WORK TO DO: Report how many lines in the rows below contain the word "paved". Reply with the number alone.
======== RECORDS SUPPLIED ========
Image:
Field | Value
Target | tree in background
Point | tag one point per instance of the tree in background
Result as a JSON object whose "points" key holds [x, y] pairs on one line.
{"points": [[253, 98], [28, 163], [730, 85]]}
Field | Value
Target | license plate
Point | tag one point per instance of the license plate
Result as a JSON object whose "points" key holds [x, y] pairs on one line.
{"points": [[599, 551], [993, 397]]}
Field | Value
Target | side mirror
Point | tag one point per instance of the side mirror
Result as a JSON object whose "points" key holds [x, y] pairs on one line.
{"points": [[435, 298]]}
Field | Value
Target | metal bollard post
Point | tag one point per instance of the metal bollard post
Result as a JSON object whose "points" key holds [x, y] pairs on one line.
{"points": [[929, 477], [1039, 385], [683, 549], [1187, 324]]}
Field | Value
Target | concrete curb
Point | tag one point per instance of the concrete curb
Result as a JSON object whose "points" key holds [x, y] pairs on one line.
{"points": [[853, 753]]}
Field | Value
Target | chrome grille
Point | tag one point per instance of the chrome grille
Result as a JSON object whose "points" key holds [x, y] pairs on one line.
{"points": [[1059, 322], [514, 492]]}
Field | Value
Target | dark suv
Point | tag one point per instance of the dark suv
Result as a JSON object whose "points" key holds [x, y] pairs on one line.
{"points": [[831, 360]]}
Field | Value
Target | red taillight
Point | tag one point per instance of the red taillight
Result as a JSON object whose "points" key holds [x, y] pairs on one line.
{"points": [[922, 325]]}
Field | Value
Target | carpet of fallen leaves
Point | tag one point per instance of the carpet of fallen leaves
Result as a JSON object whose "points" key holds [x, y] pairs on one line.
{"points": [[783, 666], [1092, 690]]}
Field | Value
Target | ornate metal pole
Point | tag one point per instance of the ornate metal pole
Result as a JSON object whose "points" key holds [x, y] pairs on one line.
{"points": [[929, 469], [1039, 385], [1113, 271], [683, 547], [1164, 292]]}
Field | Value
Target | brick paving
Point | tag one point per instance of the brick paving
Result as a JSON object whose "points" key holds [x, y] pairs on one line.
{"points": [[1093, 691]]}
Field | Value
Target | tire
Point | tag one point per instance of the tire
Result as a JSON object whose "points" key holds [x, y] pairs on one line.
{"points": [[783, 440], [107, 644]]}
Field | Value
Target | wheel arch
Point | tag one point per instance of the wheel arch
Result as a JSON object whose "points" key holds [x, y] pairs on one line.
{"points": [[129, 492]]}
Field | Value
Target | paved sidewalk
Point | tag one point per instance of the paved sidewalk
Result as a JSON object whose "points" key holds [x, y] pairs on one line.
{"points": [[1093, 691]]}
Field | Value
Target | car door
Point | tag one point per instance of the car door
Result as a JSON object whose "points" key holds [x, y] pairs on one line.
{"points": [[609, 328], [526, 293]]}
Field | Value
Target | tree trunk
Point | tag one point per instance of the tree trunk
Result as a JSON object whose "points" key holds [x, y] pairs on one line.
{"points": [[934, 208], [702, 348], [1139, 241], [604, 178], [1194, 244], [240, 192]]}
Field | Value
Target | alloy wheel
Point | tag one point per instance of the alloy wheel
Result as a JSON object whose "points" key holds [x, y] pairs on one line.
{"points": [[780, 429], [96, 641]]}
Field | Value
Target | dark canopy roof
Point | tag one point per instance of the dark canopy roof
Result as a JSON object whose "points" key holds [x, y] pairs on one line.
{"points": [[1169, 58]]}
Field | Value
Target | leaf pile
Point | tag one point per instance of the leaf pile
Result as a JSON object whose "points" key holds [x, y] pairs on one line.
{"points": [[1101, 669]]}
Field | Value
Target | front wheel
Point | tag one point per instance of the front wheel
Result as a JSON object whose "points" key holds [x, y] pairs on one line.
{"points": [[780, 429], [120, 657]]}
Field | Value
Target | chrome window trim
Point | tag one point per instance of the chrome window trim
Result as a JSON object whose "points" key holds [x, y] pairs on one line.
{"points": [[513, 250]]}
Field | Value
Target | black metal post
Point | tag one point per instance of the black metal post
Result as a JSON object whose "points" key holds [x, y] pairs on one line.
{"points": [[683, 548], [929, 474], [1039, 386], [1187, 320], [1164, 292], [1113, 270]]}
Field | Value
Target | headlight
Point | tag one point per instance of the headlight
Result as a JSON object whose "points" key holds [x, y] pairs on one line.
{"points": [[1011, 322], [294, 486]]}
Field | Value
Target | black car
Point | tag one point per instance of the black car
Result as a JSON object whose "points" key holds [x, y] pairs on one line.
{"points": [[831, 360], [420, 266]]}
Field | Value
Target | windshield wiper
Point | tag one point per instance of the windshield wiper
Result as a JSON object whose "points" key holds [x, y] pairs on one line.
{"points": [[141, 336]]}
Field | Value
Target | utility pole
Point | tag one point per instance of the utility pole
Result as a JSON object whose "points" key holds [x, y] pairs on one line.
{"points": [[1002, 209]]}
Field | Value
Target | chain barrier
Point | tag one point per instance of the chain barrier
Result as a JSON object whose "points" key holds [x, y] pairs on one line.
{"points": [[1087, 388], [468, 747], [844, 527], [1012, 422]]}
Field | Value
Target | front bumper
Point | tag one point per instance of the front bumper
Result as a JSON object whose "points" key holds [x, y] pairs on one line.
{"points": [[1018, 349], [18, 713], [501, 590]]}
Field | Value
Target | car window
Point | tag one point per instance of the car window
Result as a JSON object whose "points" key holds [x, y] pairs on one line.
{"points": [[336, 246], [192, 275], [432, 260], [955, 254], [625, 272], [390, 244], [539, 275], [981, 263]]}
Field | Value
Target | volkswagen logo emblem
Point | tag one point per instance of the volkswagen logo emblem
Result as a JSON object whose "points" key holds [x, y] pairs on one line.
========
CORRECT ANSWER: 2